(Pointing dataset entries)
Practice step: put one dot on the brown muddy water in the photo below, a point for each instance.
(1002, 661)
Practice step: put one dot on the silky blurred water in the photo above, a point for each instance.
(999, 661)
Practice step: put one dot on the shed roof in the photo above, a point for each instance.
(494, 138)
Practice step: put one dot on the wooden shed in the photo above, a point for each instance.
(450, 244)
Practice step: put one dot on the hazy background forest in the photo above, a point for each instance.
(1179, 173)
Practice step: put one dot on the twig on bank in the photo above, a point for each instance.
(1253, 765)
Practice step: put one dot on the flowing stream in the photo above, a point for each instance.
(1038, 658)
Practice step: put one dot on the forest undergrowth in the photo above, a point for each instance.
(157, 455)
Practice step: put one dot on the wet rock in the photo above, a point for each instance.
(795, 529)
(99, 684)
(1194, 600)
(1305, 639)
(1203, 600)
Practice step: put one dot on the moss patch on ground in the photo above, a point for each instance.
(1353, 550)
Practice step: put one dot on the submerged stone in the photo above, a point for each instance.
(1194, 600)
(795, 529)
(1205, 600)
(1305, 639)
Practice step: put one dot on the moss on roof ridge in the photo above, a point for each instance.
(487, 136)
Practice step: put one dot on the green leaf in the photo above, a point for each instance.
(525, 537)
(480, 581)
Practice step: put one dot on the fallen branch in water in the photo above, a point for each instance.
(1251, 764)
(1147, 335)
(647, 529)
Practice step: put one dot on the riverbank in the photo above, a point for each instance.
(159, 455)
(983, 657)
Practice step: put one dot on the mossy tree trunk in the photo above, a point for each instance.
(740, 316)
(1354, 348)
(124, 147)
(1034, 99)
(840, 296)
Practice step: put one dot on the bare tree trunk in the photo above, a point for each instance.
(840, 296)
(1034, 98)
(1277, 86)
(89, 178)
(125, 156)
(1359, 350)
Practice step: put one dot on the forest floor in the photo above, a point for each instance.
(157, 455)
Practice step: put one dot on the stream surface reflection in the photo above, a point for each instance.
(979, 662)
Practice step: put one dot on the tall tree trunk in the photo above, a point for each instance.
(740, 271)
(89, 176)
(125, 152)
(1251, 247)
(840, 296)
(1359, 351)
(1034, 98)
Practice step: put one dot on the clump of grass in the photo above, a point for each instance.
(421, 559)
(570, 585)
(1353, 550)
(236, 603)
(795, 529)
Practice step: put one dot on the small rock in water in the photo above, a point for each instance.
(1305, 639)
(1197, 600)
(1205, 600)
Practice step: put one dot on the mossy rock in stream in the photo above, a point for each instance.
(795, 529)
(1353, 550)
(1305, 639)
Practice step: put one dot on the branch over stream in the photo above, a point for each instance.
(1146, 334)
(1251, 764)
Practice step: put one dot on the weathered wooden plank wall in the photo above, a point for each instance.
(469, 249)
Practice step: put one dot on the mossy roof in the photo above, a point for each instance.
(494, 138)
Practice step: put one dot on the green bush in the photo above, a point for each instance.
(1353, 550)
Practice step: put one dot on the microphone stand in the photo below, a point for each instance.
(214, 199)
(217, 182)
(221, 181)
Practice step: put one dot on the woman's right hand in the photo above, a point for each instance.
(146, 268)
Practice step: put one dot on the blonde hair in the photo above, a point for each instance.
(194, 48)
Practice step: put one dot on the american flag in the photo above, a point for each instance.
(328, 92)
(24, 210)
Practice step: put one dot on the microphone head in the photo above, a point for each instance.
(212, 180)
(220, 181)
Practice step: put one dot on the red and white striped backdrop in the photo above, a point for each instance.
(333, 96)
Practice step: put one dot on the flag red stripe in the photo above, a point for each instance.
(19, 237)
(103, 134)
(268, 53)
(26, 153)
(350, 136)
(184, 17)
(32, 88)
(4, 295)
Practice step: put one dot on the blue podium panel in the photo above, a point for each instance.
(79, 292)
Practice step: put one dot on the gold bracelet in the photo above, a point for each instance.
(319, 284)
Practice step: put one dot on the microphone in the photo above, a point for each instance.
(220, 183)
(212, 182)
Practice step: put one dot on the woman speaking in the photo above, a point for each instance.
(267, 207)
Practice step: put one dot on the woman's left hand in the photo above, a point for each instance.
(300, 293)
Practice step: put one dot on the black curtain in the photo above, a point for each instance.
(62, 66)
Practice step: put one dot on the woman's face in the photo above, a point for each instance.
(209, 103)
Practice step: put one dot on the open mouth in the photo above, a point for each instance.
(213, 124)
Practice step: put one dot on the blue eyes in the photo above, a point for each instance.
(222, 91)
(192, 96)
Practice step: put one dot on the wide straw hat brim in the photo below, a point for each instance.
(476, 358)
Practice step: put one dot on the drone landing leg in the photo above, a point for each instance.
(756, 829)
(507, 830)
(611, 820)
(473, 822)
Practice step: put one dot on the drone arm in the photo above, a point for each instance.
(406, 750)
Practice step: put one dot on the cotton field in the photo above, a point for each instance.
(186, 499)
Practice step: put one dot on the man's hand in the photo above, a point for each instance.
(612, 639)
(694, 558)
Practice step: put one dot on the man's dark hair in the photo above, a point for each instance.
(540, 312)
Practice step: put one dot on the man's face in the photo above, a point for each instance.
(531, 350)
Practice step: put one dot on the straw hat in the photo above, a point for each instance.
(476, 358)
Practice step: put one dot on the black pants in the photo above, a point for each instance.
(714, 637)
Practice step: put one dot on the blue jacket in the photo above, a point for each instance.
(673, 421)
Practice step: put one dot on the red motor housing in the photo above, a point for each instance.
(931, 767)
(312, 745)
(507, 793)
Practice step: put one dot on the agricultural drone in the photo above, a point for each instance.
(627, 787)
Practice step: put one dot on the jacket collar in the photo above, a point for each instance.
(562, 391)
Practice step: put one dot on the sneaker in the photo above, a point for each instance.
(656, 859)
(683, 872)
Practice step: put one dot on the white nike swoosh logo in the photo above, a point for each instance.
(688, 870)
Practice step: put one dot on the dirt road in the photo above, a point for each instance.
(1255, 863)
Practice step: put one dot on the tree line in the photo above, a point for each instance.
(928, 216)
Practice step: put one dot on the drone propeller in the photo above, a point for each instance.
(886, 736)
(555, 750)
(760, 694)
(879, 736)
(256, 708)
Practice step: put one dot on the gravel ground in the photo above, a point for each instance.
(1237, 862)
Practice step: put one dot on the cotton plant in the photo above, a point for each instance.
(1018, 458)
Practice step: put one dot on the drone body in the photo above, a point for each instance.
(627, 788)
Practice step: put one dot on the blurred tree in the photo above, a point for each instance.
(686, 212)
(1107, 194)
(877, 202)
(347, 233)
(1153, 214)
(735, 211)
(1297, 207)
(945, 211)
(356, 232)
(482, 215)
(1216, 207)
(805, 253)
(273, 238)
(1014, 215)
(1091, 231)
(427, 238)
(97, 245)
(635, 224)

▶ [WORK TO DO] Please format the entries from the line containing "Practice step: put one dot on the dirt" up to and including the final line as a JSON list of strings, one string per line, with blank lines left out.

▶ [THE OUTPUT]
[
  "Practice step: put one dot on the dirt road in the photo above, a point for each instance.",
  "(1255, 863)",
  "Practice step: put one dot on the tree line in the photo above, a point for each instance.",
  "(928, 216)",
  "Practice step: put one dot on the drone propeller in the photo above, a point for each instance.",
  "(886, 736)",
  "(555, 750)",
  "(760, 694)",
  "(879, 736)",
  "(256, 708)",
  "Practice step: put one dot on the gravel ground in the photo above, a point for each instance.",
  "(1237, 862)",
  "Practice step: put one dot on the cotton plant in the photo above, a point for each instance.",
  "(1018, 458)",
  "Practice step: put one dot on the drone body in the photo above, a point for each instance.",
  "(627, 788)",
  "Practice step: put one dot on the blurred tree in the photo above, a point for each instance.",
  "(686, 212)",
  "(1107, 194)",
  "(877, 202)",
  "(347, 233)",
  "(1153, 214)",
  "(735, 211)",
  "(1297, 207)",
  "(945, 211)",
  "(356, 232)",
  "(482, 215)",
  "(1216, 207)",
  "(805, 253)",
  "(273, 238)",
  "(1014, 215)",
  "(1091, 231)",
  "(427, 238)",
  "(97, 245)",
  "(635, 224)"
]